Once you reach the line containing "Target: balloon suspension cable" in the entries below, write out that line and each one after it down to the line containing "point: small tree", exactly and with nothing added.

## Dataset entries:
>>>
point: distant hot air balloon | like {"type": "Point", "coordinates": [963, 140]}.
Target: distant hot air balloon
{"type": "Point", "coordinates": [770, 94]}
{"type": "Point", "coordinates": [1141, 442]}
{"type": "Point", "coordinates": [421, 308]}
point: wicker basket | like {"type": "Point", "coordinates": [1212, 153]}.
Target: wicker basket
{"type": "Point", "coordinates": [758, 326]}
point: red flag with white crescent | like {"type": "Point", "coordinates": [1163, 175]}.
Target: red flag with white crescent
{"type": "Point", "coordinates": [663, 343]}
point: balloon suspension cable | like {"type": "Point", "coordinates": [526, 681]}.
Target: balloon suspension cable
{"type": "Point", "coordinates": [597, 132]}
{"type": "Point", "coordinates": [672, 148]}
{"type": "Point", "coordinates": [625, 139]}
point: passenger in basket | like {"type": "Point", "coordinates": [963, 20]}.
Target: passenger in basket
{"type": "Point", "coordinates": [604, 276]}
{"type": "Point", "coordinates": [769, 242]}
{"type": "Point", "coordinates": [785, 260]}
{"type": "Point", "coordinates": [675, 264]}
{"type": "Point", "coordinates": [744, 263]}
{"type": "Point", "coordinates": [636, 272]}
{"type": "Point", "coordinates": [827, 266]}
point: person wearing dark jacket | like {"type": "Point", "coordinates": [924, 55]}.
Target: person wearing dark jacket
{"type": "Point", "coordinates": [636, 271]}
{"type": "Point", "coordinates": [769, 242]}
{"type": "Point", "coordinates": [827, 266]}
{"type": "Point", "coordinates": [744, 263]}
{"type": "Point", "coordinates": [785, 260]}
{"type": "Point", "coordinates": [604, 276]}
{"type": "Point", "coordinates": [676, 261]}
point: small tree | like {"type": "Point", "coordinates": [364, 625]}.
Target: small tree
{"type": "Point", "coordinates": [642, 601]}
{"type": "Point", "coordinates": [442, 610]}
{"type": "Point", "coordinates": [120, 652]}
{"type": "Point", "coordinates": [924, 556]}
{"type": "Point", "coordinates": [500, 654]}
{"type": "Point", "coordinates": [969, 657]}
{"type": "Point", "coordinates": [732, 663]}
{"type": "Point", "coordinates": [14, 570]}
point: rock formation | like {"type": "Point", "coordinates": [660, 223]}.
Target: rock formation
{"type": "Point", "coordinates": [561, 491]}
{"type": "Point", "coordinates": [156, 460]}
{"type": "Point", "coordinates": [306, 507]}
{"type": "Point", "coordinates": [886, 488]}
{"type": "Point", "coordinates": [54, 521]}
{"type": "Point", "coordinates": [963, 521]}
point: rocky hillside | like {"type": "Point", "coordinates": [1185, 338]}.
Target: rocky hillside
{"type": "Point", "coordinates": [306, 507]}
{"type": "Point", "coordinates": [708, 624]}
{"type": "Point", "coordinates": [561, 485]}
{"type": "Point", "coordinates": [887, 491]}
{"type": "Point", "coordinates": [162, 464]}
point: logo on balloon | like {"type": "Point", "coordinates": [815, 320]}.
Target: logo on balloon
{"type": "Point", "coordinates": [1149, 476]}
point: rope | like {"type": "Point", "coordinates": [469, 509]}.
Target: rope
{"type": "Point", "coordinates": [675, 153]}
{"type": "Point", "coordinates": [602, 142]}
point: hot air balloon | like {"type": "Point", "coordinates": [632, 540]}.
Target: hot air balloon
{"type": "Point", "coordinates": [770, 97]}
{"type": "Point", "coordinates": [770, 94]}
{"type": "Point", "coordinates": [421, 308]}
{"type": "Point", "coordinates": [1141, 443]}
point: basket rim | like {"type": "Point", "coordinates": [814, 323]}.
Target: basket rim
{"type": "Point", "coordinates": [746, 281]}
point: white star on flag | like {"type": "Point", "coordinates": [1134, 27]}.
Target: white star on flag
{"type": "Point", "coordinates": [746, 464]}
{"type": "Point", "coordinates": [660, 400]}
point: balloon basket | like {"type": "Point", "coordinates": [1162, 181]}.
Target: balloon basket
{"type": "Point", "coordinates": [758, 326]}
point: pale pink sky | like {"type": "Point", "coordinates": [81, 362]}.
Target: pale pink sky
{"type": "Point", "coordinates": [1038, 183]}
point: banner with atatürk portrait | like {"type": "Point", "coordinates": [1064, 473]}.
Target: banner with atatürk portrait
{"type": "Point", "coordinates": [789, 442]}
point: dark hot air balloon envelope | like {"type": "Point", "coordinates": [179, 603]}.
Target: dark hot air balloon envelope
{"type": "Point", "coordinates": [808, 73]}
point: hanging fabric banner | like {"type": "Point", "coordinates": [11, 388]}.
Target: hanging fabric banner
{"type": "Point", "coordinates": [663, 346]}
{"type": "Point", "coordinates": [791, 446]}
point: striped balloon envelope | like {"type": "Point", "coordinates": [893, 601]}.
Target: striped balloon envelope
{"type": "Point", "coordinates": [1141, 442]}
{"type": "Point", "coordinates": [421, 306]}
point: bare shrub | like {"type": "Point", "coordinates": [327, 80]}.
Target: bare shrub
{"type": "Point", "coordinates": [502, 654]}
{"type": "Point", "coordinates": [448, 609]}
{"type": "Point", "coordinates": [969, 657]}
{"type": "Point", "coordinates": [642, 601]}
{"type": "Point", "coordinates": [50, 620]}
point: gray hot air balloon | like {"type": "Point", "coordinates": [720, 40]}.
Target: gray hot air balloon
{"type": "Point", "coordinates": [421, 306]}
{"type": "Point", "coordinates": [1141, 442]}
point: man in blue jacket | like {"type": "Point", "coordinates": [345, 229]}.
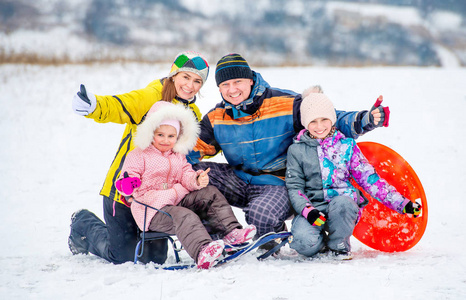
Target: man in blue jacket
{"type": "Point", "coordinates": [253, 126]}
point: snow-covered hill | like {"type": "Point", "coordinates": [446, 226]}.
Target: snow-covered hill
{"type": "Point", "coordinates": [267, 32]}
{"type": "Point", "coordinates": [53, 162]}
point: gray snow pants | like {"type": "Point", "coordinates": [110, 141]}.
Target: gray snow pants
{"type": "Point", "coordinates": [265, 206]}
{"type": "Point", "coordinates": [341, 212]}
{"type": "Point", "coordinates": [206, 204]}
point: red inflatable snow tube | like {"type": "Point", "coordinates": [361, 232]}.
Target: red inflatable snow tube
{"type": "Point", "coordinates": [380, 227]}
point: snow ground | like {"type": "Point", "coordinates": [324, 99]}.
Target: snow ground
{"type": "Point", "coordinates": [53, 162]}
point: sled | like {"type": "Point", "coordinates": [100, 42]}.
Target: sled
{"type": "Point", "coordinates": [233, 253]}
{"type": "Point", "coordinates": [380, 227]}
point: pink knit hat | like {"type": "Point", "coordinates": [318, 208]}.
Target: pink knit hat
{"type": "Point", "coordinates": [317, 105]}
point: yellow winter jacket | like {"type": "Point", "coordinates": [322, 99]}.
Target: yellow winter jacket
{"type": "Point", "coordinates": [129, 109]}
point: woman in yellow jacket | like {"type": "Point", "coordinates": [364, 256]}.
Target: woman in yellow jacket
{"type": "Point", "coordinates": [115, 240]}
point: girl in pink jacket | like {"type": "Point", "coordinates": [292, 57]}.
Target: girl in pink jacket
{"type": "Point", "coordinates": [164, 180]}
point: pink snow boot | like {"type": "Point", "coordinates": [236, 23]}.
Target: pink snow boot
{"type": "Point", "coordinates": [239, 236]}
{"type": "Point", "coordinates": [209, 253]}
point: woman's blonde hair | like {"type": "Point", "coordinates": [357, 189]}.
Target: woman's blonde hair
{"type": "Point", "coordinates": [169, 90]}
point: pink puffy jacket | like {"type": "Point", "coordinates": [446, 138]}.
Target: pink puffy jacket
{"type": "Point", "coordinates": [165, 177]}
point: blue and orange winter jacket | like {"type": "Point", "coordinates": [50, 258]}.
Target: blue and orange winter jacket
{"type": "Point", "coordinates": [255, 144]}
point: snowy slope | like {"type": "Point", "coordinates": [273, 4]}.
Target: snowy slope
{"type": "Point", "coordinates": [53, 162]}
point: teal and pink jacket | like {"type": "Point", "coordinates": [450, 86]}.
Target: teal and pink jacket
{"type": "Point", "coordinates": [321, 169]}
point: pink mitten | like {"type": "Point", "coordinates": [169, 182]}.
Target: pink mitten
{"type": "Point", "coordinates": [126, 185]}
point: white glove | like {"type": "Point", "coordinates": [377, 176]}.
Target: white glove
{"type": "Point", "coordinates": [84, 103]}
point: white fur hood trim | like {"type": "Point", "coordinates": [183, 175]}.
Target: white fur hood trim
{"type": "Point", "coordinates": [161, 111]}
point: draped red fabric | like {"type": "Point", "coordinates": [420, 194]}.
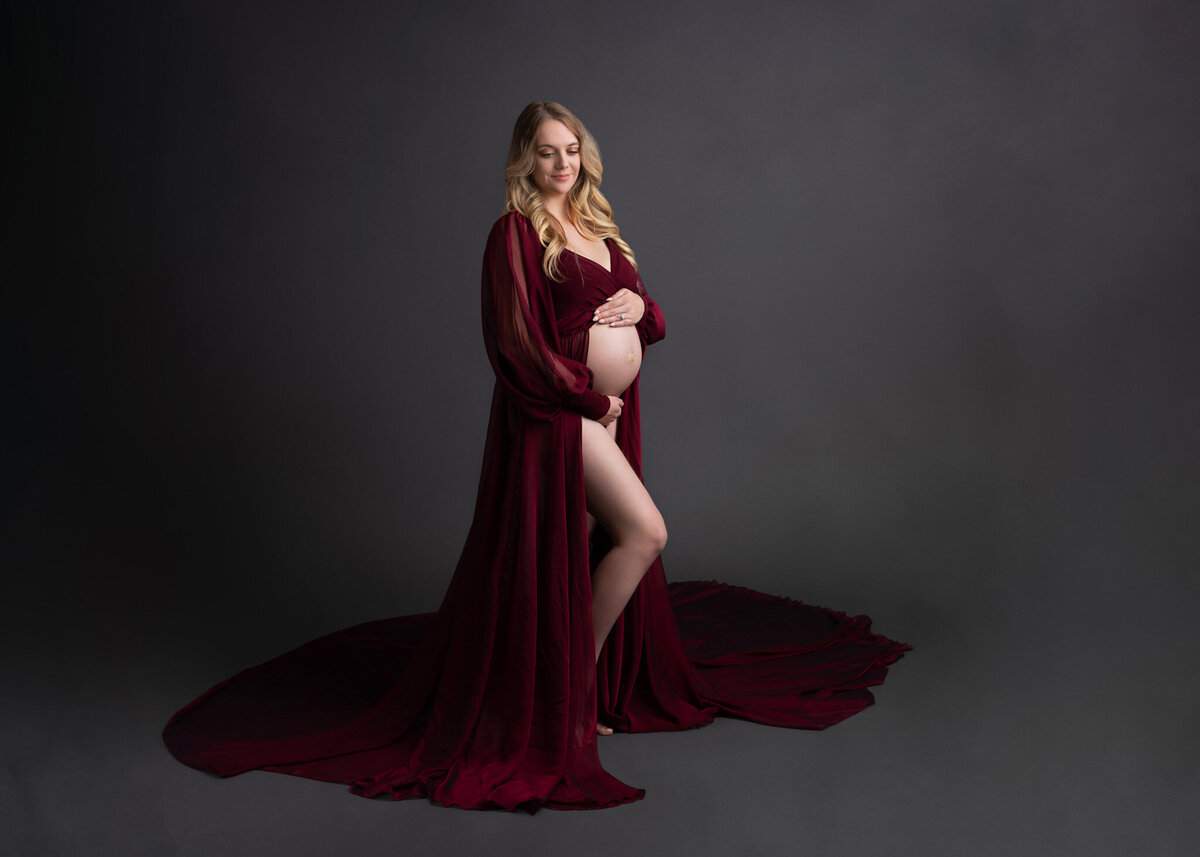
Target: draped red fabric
{"type": "Point", "coordinates": [492, 701]}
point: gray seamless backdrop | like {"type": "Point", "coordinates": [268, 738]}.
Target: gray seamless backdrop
{"type": "Point", "coordinates": [929, 274]}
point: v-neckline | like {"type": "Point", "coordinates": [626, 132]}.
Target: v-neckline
{"type": "Point", "coordinates": [588, 258]}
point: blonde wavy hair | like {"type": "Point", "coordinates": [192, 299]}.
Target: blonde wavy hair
{"type": "Point", "coordinates": [587, 207]}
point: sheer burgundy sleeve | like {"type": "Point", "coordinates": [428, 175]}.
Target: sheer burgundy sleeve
{"type": "Point", "coordinates": [520, 331]}
{"type": "Point", "coordinates": [652, 327]}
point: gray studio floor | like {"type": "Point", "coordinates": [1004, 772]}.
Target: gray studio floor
{"type": "Point", "coordinates": [977, 745]}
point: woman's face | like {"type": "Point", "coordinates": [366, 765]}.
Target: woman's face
{"type": "Point", "coordinates": [556, 159]}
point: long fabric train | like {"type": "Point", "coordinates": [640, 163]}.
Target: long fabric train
{"type": "Point", "coordinates": [492, 701]}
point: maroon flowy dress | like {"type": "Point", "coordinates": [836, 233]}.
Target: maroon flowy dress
{"type": "Point", "coordinates": [492, 701]}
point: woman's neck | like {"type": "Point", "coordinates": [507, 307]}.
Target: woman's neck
{"type": "Point", "coordinates": [556, 207]}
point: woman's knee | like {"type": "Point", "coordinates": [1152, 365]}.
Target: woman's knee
{"type": "Point", "coordinates": [651, 535]}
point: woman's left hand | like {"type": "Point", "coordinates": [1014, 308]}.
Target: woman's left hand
{"type": "Point", "coordinates": [622, 310]}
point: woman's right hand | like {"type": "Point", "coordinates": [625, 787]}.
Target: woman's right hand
{"type": "Point", "coordinates": [615, 406]}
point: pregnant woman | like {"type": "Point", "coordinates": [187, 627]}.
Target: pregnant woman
{"type": "Point", "coordinates": [558, 622]}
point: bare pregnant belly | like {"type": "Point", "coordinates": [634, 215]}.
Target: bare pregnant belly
{"type": "Point", "coordinates": [615, 354]}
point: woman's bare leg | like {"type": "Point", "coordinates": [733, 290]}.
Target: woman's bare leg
{"type": "Point", "coordinates": [621, 503]}
{"type": "Point", "coordinates": [592, 519]}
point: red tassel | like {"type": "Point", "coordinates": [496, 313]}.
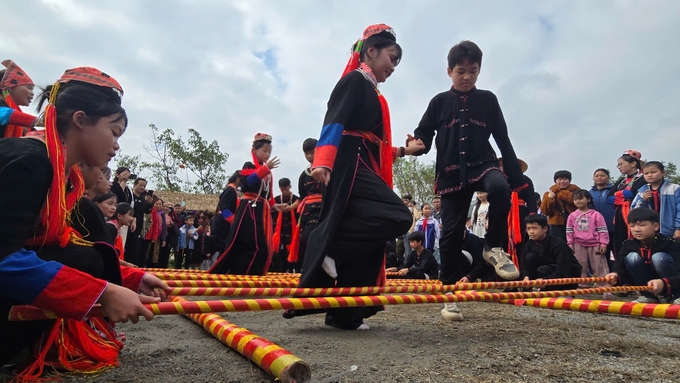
<<<
## Exercise result:
Target: balloon suspension cable
{"type": "Point", "coordinates": [597, 132]}
{"type": "Point", "coordinates": [672, 148]}
{"type": "Point", "coordinates": [625, 139]}
point: passenger in basket | like {"type": "Point", "coordinates": [963, 20]}.
Target: passenger in basket
{"type": "Point", "coordinates": [604, 276]}
{"type": "Point", "coordinates": [769, 242]}
{"type": "Point", "coordinates": [785, 260]}
{"type": "Point", "coordinates": [675, 264]}
{"type": "Point", "coordinates": [744, 263]}
{"type": "Point", "coordinates": [636, 272]}
{"type": "Point", "coordinates": [827, 266]}
point: person wearing dark jacket | like {"type": "Point", "coordinates": [924, 55]}.
Target: person wearing dark jacket
{"type": "Point", "coordinates": [636, 271]}
{"type": "Point", "coordinates": [769, 242]}
{"type": "Point", "coordinates": [827, 266]}
{"type": "Point", "coordinates": [744, 263]}
{"type": "Point", "coordinates": [785, 260]}
{"type": "Point", "coordinates": [604, 276]}
{"type": "Point", "coordinates": [676, 261]}
point: small tree | like {"type": "Point", "coordinates": [364, 625]}.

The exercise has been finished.